◆ **What is needed**:
Write out exactly what each line says, starting with the first line below and ending on the one with "Task: Expected behaviour is that every instance of the dark".

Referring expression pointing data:
┌────────
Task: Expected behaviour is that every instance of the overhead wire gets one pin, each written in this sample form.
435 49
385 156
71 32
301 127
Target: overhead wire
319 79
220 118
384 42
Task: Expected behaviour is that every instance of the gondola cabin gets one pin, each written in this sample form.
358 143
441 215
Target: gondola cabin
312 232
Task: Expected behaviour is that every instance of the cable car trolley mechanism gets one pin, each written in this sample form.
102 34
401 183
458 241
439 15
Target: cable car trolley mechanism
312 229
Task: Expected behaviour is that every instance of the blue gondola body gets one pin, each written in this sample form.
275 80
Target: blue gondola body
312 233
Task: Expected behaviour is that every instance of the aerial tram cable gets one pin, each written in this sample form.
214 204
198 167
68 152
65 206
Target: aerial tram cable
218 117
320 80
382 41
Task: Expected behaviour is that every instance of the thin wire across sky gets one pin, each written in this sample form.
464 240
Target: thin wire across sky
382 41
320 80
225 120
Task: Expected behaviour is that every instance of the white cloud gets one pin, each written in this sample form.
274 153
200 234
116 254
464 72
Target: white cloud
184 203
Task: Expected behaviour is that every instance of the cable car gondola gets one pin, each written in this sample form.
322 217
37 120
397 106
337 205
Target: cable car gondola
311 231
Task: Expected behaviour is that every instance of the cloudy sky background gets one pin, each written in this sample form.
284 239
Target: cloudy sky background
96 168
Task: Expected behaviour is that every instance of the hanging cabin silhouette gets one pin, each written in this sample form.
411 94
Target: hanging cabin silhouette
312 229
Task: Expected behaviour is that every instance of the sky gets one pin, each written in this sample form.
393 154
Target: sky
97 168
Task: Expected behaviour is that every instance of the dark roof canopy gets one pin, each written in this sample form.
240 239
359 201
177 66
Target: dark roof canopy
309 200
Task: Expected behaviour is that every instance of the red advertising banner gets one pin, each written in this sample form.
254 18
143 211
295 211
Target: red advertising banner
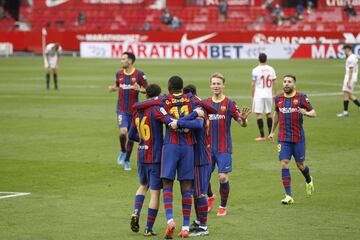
70 41
337 3
84 3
└────────
◆ **Result of this task**:
Task: Expected behaviour is that every instance of the overhead wire gets one pin, each written in this sample form.
435 49
385 156
71 32
301 127
Target: overhead wire
319 79
220 118
384 42
Task: Expected behaviour is that every instance of the gondola cabin gets one pin, each written in this sample form.
358 143
441 215
Target: gondola cabin
312 232
Task: Expected behaviour is that every instance of the cable car trolley mechanism gets one pin, each written in this sample form.
102 34
401 183
458 241
439 15
Target: cable car trolley mechanism
312 229
Task: Expected behaviour is that every instance of the blue gondola body gets one pin, each written in this sample form.
275 80
Target: blue gondola body
312 233
Task: Expected behaviour is that every instance of the aerial tram cable gets one pin, each written in this sample form.
214 204
198 167
68 152
65 206
Target: aerial tram cable
218 117
320 80
382 41
Task: Expected behaviour is that every instance of the thin wire across sky gets one pin, each written in this sample form.
464 240
Target: thin wire across sky
382 41
320 80
225 120
Task: Expected behaviour is that every instance of the white cloud gets one pin, each written in this sample form.
274 153
200 234
116 254
464 72
Target: white cloud
184 203
Task: Expected behaviour is that every instance of the cable car gondola gets one pin, each written in this sample form.
322 217
37 120
397 106
337 205
Target: cable car gondola
311 231
Task: Expected behaviour is that every instance of the cloudy sky background gets one pin, each written in this sample form.
284 239
Target: cloudy sky background
96 168
Task: Expected behaviour is that every instance of the hanging cabin silhouette gets one pin, each written in this sample form.
411 94
Target: hanging cabin silhouette
312 229
Task: Expected behaviour is that every instance of the sky gets one pin, each written in this sample form.
393 154
Target: sky
97 168
Task: Expected behaviour is that every instance of the dark roof canopy gets one pin, each written in this sample form.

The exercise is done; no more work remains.